POLECENIE A: W którym roku według tekstu o Eurowizji brał w niej udział Nightwish?

TEKST DO PRZECZYTANIA:
__________

Rydygier napisal(a): Z wynikami w takich konkursach wiadomo, jak jest, nie są zresztą istotne. Co mnie niegdyś trwale zniechęciło do Eurowizji to praktycznie brak podobających mi się piosenek.
Obejrzałem TYLKO dlatego, by zobaczyć, czy Ochman coś tam znaczy.
A piosenki pod cztery kopyta. Jedna to prawie "It's the Final coutdown" Europe z 1986 roku mi brzmiało. Wszystko nijakie. Bez całego ąturażu, świateł, "przeszkadzaczy"-tancerzy itp nie do słuchania. A angielski Rydel to jakby Eltona Johna zaśpiewał The Rocket Man.
W 2000 brał udział Nightwish, co prawda akurat z niezbyt klawą piosenką dlaczemuś. W 2010 wygrał całkiem fajny utwór. A, jeszcze w 2004 Ruslana, jeśli ktoś lubi taneczne. To chyba tyle. No, ale powiedzmy sobie szczerze, w parę minut wyszukam sobie na tubce tuzin kawałków podobających mi się bardziej od wszystkiego, co słyszałem na Eurowizji.
Eurowizja jest nie do strawienia. W tym roku był Ochman, a po drugiej stronie cała reszta. Chyba Ochman, rzeczywiście, nie na Eurowizję. Piosenka Anglika lekka, łatwa i przyjemna. Piosenki bym może jakoś przeżyła, ale dla mnie gorsze są te wygłupy pomiędzy.
Cyrylica napisal(a): Wracając do konkursu, najbardziej mi się podobał Anglik, taki wiking. Świetny głos i niezła piosenka. Ukraińców słuchało się i oglądało całkiem dobrze i podobał mi się występ Ochmana.
Dziwne. :-? Moja żona i teściowa to samo o Angliku mówiły (niezależnie od siebie) tzn chodzi mi tylko o określenie "...taki wiking". Ty jesteś kolejną kobietą. Wg mnie wyglądał jak pajac.
Ptaki to wczesnym rankiem. W nocy można i tv wyrywkowo obejrzeć. Na Eurowizji chciałem przede wszystkim Ochmana posłuchać, na resztę jednym uchem patrzyłem. Faktycznie nasz reprezentant odstawał na plus od reszty stylem i głosem. Występując tam tylko niepotrzebnie podnosił poziom konkursu. Ale rozumiem że widownia kilkusetmilionowa jest nie do pogardzenia dla żadnego artysty.
marniok napisal(a): Ptaki to wczesnym rankiem. W nocy można i tv wyrywkowo obejrzeć. Na Eurowizji chciałem przede wszystkim Ochmana posłuchać, na resztę jednym uchem patrzyłem. Faktycznie nasz reprezentant odstawał na plus od reszty stylem i głosem. Występując tam tylko niepotrzebnie podnosił poziom konkursu. Ale rozumiem że widownia kilkusetmilionowa jest nie do pogardzenia dla żadnego artysty.

__________

WPISY:
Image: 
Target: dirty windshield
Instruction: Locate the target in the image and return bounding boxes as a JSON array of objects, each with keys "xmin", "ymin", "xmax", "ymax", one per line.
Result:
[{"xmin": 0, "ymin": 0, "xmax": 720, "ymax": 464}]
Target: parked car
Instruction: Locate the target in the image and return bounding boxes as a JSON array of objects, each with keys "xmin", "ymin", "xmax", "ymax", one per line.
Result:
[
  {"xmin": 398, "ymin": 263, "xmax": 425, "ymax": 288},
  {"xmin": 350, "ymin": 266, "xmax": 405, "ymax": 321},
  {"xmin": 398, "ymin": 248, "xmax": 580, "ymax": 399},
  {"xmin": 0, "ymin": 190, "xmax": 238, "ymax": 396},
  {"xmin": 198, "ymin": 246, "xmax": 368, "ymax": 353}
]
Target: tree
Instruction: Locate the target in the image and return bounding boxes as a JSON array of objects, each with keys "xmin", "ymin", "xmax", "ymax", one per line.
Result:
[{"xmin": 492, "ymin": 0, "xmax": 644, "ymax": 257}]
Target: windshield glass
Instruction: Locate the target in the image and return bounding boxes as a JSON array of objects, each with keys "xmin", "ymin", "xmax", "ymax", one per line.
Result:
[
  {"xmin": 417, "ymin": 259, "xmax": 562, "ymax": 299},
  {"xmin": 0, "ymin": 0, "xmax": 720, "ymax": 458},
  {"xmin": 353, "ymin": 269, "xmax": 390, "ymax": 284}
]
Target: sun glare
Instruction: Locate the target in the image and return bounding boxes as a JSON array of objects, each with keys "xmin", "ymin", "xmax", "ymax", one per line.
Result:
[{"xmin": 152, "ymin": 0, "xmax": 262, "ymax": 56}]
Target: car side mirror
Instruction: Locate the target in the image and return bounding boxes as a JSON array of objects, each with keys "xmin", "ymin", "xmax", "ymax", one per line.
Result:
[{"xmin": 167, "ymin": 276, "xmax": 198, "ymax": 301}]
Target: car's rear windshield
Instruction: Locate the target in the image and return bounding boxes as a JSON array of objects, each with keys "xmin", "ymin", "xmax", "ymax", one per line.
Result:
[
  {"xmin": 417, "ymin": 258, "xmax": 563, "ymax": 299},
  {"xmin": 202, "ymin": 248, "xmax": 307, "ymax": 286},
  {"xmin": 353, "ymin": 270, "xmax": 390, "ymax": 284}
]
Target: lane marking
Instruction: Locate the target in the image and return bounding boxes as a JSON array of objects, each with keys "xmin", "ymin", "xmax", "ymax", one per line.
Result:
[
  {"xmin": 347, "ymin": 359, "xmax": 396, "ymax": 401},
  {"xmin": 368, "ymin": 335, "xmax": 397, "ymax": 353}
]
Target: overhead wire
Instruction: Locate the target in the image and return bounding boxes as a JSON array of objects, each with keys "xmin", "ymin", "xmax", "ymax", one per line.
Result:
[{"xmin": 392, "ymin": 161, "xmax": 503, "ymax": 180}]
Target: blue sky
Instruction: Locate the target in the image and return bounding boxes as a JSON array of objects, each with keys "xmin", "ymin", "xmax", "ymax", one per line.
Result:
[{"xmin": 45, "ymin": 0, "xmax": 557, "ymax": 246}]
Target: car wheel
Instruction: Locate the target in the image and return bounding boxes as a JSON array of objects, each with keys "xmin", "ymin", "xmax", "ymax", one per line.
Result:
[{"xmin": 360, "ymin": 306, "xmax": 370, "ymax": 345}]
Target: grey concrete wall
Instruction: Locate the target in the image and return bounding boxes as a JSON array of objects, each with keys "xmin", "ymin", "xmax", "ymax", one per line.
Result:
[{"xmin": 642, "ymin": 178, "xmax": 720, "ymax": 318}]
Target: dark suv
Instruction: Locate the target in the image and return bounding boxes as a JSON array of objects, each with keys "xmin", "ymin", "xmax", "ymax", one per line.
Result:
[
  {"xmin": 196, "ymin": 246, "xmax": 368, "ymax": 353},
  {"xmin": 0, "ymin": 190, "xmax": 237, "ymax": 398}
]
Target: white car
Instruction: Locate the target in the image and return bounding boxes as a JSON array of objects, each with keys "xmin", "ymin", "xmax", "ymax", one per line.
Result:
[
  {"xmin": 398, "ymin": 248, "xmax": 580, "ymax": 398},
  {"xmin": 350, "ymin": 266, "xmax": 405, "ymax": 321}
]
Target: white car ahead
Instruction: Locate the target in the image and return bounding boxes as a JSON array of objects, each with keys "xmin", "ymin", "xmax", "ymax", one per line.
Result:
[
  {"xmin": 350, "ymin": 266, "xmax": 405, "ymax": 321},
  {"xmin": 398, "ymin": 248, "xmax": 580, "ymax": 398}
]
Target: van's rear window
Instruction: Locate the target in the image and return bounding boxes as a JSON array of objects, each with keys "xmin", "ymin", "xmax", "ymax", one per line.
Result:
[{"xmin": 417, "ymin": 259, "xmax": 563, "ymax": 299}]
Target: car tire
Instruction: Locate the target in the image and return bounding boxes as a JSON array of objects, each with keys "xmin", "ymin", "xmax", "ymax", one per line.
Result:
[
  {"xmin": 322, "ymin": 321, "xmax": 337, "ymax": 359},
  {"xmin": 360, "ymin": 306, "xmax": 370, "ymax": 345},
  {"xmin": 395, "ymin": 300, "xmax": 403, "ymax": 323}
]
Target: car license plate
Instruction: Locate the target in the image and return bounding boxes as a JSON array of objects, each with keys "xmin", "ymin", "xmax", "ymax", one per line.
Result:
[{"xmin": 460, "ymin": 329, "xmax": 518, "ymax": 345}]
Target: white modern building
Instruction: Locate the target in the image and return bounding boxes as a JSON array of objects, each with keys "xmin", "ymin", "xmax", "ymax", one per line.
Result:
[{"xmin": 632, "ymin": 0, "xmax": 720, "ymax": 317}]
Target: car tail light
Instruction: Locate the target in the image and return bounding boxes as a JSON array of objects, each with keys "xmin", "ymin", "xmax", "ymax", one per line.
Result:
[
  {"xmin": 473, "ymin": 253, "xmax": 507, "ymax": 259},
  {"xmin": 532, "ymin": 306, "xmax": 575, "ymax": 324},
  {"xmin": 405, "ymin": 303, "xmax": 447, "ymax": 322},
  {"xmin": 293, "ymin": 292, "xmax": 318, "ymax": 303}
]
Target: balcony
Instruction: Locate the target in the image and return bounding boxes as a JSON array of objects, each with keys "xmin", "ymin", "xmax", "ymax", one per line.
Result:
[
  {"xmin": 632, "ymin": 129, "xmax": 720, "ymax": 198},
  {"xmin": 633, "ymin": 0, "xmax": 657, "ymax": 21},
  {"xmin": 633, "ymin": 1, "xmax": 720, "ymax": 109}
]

__________

POLECENIE B: Wskaż w rekordach każdy wiersz zawierający ciąg "rear" i przepisz go.

ODPOWIEDŹ A: W 2000 roku.

ODPOWIEDŹ B:
Target: car's rear windshield
Target: van's rear window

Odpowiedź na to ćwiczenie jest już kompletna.